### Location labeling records
[Start]

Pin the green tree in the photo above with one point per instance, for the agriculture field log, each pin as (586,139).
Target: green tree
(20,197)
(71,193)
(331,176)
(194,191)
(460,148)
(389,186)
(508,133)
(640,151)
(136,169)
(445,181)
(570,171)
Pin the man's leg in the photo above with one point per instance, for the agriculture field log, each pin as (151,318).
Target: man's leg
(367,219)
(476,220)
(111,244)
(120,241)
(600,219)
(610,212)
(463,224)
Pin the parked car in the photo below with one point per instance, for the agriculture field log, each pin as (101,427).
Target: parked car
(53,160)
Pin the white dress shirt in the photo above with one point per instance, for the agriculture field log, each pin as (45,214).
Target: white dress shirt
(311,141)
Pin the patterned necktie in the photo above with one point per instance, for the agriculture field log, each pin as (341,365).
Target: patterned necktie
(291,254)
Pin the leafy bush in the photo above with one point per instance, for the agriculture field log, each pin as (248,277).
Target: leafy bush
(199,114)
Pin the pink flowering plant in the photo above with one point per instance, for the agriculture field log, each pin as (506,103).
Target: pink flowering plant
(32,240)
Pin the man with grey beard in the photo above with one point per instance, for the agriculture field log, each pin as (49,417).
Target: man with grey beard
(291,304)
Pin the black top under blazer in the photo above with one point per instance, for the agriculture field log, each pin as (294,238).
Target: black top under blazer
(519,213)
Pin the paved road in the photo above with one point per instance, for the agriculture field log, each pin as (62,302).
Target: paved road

[End]

### PROBLEM TO WORK ON
Please reproduce each line exactly as written.

### THE SOLUTION
Pin the green tree in the photo above with one point per instance, for the agriculture field log, each pin as (586,139).
Target: green tree
(20,197)
(71,193)
(331,176)
(194,191)
(460,148)
(389,186)
(508,133)
(640,151)
(136,169)
(445,181)
(570,171)
Pin the man's leg in the photo above with one point per instance, for the agriculture field log, each pin as (151,318).
Target: man's leg
(367,219)
(476,220)
(111,244)
(120,241)
(600,219)
(610,212)
(463,224)
Pin the parked car in the photo below with one point per instance, for the agriculture field log, each pin as (101,427).
Target: parked car
(53,160)
Pin the white dress shirt in the photo above with one point per instance, for the agriculture field log, each pin as (45,214).
Target: white dress shirt
(311,141)
Pin the patterned necktie in the photo above with one point per instance, for the agriculture field log, each pin as (341,365).
Target: patterned necktie
(291,254)
Pin the leafy bush in the photo above with one point per instance, for the agriculture field log, each pin as (248,277).
Target: leafy bush
(199,114)
Pin the pink flowering plant in the photo above with one point per instance, for the agriculture field log, each pin as (506,103).
Target: pink flowering plant
(32,240)
Pin the man with grey beard in the photo above with one point per instance, for the agriculture field log, each pin as (49,417).
Target: man with grey beard
(291,304)
Pin the black top under blazer in the photo above with one point per instance, for the agriculture field log, each pin as (294,238).
Target: black top under blazer
(519,213)
Pin the paved road in the photo above with one point per instance, for the agriculture field log, each pin as (62,302).
Target: paved road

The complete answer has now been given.